*Data for processing*:

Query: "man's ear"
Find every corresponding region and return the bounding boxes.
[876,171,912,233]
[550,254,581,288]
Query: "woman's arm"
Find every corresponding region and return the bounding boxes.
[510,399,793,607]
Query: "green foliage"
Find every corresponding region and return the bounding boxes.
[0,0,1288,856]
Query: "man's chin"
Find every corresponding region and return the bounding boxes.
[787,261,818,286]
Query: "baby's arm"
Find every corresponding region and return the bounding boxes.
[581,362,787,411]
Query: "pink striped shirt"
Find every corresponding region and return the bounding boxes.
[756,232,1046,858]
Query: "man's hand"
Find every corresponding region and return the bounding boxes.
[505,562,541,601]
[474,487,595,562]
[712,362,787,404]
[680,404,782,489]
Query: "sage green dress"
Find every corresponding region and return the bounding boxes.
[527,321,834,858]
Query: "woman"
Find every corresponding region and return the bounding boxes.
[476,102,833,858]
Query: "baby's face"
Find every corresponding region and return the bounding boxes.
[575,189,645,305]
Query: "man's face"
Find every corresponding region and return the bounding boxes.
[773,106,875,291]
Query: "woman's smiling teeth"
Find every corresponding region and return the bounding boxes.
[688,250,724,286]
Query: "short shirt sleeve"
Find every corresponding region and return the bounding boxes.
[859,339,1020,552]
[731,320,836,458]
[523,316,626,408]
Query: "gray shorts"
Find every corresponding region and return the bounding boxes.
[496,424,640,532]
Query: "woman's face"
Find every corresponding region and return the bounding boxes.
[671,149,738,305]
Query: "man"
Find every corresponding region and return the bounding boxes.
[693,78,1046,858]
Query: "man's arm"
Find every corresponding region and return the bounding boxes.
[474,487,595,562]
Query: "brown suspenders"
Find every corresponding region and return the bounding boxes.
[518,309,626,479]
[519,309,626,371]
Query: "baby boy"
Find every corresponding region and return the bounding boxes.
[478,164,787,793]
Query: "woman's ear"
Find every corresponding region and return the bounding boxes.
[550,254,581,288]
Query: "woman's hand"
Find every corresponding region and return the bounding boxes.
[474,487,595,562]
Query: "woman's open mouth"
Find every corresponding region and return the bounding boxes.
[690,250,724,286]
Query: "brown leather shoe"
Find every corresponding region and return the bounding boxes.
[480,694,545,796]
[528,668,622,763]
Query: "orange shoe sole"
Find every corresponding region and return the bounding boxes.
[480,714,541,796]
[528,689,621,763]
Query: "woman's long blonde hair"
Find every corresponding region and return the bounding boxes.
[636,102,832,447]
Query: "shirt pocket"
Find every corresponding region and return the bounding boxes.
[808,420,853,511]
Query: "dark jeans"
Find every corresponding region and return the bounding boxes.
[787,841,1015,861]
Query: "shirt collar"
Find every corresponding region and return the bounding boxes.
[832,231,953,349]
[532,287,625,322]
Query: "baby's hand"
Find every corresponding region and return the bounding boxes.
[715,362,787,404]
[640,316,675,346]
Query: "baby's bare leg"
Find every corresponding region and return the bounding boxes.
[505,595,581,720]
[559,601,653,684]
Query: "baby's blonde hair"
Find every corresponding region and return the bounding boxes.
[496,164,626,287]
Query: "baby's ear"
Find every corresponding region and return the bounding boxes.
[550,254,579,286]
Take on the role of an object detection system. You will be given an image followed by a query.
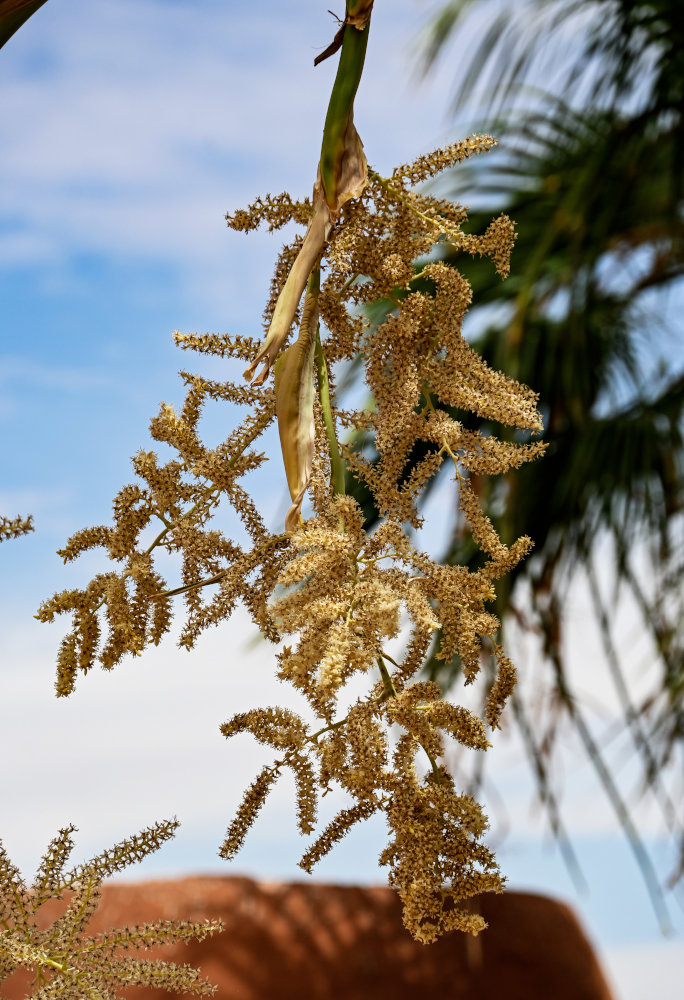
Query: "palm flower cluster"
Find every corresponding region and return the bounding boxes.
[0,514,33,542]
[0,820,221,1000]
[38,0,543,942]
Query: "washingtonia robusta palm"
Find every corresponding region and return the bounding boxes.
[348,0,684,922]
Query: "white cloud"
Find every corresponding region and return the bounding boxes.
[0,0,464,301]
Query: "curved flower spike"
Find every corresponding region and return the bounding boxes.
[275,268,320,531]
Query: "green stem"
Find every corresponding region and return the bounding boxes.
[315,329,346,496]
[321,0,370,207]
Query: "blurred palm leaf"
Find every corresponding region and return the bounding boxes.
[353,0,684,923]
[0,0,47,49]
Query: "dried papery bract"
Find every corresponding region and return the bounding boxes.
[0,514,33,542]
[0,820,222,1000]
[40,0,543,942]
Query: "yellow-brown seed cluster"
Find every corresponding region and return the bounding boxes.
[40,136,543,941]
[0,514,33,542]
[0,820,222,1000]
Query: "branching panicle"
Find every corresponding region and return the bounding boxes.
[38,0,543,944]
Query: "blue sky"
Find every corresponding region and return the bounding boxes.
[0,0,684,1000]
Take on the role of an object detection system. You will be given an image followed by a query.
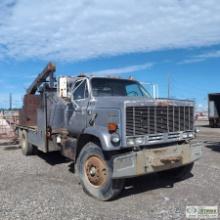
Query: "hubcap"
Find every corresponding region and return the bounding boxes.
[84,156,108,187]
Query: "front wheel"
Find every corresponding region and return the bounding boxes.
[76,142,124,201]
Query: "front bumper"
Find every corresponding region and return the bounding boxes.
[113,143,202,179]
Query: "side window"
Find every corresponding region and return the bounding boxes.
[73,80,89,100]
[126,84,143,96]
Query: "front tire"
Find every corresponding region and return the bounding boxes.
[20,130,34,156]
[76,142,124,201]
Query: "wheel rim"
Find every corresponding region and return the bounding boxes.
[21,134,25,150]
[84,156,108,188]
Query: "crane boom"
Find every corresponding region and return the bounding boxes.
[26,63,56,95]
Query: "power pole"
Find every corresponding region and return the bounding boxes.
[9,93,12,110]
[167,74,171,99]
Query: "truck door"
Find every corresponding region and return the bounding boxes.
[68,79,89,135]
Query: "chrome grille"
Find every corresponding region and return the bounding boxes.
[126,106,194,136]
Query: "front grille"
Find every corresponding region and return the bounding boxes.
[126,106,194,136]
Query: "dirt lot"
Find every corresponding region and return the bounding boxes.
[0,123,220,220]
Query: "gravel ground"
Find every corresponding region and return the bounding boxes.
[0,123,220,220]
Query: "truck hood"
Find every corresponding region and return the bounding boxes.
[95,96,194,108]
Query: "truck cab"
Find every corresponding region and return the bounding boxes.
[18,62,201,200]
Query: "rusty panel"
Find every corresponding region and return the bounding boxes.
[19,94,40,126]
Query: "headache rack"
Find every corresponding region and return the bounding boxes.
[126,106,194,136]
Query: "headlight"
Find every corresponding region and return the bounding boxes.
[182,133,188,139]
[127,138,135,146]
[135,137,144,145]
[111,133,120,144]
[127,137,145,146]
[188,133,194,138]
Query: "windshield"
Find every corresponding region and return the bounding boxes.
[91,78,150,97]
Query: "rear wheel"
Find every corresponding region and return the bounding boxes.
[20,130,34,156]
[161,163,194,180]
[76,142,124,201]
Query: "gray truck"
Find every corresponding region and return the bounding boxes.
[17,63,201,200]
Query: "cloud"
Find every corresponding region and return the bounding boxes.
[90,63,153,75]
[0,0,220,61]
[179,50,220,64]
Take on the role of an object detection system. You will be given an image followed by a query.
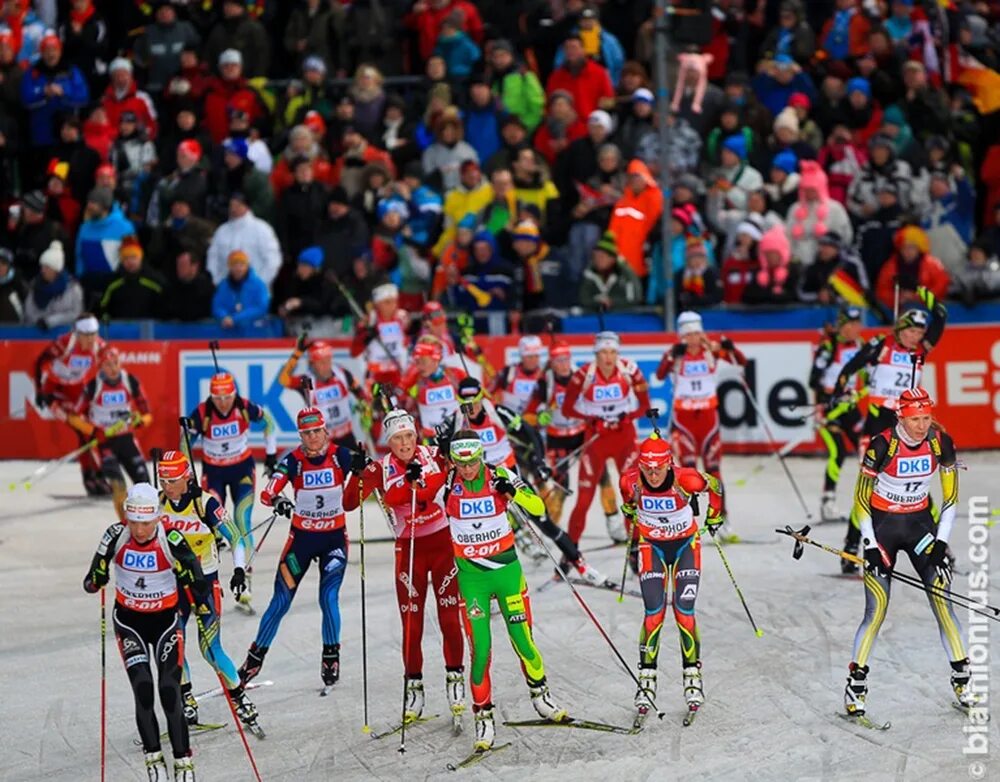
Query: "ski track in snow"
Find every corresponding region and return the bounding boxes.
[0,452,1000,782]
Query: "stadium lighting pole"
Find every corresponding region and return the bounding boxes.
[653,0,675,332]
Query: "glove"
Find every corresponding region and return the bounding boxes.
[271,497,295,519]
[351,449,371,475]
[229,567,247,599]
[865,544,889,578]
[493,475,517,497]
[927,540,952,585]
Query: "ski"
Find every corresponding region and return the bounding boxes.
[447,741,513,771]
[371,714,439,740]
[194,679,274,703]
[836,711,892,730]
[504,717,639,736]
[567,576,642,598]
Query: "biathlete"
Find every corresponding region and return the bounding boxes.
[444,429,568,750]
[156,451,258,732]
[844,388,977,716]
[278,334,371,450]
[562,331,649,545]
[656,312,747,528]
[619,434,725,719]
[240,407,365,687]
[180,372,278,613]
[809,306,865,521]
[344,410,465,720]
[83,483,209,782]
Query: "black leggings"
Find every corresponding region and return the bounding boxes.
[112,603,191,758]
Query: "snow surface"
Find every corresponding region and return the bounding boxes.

*Exercise objective*: Copy out each line of the listing above that contains the word "snow".

*Result for this exercise*:
Query: "ski track in snow"
Query: "snow surface"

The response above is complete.